What you will do: Everything from the line containing "Target: horse's tail" to the last line of the records must be returned verbatim; nothing else belongs in the output.

# Material to process start

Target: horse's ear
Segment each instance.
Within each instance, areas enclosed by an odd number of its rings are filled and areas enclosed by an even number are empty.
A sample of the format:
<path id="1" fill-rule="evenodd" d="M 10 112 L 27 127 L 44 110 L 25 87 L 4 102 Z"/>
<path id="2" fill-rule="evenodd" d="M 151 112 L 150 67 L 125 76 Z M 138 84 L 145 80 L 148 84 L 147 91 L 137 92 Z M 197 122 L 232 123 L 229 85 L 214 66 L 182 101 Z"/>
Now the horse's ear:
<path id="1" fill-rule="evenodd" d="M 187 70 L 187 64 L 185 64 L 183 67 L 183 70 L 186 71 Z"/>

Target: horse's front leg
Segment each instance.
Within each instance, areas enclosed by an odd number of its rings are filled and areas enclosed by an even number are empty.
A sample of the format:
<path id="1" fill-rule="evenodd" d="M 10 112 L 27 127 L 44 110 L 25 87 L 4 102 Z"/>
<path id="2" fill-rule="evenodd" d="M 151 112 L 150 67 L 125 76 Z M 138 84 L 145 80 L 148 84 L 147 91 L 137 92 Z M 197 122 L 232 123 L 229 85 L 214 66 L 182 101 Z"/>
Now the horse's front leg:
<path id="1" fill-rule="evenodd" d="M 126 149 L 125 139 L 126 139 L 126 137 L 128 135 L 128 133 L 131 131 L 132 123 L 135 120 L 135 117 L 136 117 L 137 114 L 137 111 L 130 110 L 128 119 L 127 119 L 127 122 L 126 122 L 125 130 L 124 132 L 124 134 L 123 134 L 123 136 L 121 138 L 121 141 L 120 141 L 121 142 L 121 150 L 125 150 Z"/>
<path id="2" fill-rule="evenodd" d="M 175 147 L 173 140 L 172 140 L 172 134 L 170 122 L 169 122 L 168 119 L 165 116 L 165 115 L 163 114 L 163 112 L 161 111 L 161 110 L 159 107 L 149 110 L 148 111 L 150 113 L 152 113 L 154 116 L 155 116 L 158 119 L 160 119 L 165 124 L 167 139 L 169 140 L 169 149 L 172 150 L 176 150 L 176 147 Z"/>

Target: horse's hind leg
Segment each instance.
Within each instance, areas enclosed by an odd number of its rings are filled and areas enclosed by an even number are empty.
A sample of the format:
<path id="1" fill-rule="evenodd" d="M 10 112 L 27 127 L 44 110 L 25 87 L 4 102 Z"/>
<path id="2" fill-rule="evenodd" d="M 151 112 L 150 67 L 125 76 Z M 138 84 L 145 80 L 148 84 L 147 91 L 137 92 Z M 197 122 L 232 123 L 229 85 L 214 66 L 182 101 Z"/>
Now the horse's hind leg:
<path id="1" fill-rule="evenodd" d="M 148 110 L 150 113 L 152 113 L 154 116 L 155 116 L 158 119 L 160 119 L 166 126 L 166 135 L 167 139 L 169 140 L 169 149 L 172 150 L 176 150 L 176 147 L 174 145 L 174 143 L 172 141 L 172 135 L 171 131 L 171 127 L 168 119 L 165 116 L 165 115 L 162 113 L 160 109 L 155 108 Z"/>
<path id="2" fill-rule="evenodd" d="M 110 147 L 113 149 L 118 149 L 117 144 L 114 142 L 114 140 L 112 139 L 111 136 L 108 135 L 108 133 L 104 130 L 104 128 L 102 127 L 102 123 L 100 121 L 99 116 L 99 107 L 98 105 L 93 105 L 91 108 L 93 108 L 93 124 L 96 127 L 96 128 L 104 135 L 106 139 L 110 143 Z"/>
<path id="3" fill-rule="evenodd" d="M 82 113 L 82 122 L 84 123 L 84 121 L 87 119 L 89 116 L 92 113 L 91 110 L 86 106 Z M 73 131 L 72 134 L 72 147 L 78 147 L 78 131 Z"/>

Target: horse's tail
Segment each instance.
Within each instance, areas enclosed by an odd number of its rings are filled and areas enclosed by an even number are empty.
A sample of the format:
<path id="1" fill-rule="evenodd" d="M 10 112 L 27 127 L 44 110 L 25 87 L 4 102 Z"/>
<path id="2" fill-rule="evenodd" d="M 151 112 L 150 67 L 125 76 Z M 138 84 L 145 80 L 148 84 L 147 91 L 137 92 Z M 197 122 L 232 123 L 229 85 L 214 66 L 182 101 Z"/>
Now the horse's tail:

# Material to process end

Complete answer:
Target: horse's tail
Segment each instance.
Within each instance, areas enclosed by an odd number of its rings are filled and areas enclosed by an even number are empty.
A sample of the format:
<path id="1" fill-rule="evenodd" d="M 10 112 L 27 127 L 44 110 L 25 87 L 4 102 Z"/>
<path id="2" fill-rule="evenodd" d="M 151 112 L 150 67 L 125 76 Z M 138 84 L 145 80 L 148 84 L 147 91 L 137 92 Z M 197 122 L 232 123 L 229 85 L 214 66 L 182 101 Z"/>
Now the horse's tail:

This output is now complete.